Exercise aim: Give all of the lines again exactly as they read.

━━━ Stored data ━━━

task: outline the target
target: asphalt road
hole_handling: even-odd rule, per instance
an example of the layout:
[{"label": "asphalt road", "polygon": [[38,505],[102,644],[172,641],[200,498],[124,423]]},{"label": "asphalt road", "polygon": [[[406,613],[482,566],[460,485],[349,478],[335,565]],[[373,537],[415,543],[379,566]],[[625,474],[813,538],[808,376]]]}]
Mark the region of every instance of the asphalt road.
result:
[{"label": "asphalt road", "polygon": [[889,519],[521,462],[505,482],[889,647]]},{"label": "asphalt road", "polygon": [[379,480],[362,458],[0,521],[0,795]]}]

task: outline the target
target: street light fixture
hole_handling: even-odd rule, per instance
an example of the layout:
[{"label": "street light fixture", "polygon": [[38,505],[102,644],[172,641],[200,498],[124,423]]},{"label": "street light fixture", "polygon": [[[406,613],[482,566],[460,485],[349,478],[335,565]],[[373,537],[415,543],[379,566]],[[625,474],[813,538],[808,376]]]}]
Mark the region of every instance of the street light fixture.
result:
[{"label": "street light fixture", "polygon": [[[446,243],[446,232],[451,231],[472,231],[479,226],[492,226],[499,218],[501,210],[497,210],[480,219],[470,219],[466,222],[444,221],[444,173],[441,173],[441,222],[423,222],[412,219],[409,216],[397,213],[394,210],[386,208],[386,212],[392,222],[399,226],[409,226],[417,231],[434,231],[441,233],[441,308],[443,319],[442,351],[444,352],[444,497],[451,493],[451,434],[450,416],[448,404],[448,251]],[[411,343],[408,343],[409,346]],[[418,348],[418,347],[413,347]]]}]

━━━

Solved exercise:
task: outline the target
target: asphalt road
hole_handling: even-odd rule, per instance
an example of the layout:
[{"label": "asphalt road", "polygon": [[38,505],[102,644],[172,641],[200,498],[124,423]]},{"label": "asphalt road", "polygon": [[[406,613],[482,566],[460,485],[349,478],[335,565]],[[373,537],[415,543],[379,566]],[[625,474],[813,538],[808,376]]]}]
Mark the region of every instance of the asphalt road.
result:
[{"label": "asphalt road", "polygon": [[889,519],[521,462],[505,482],[889,647]]},{"label": "asphalt road", "polygon": [[379,480],[362,458],[0,521],[0,795]]}]

task: outline the target
target: street light fixture
hole_handling: even-odd rule, per instance
an example of the layout:
[{"label": "street light fixture", "polygon": [[38,505],[102,644],[172,641],[200,498],[124,423]]},{"label": "street light fixture", "polygon": [[[406,613],[482,566],[460,485],[349,478],[335,565]],[[373,537],[415,543],[379,566]],[[625,474],[813,538],[808,376]]]}]
Mark the region of every instance of the street light fixture.
result:
[{"label": "street light fixture", "polygon": [[[446,243],[446,232],[451,231],[472,231],[479,226],[492,226],[499,218],[501,210],[497,210],[480,219],[470,219],[466,222],[444,221],[444,173],[441,173],[441,222],[423,222],[412,219],[409,216],[397,213],[394,210],[386,208],[386,212],[392,222],[399,226],[409,226],[417,231],[434,231],[441,233],[441,308],[443,319],[442,351],[444,352],[444,497],[451,493],[451,434],[450,416],[448,404],[448,251]],[[411,343],[408,343],[409,346]],[[418,348],[418,347],[413,347]]]}]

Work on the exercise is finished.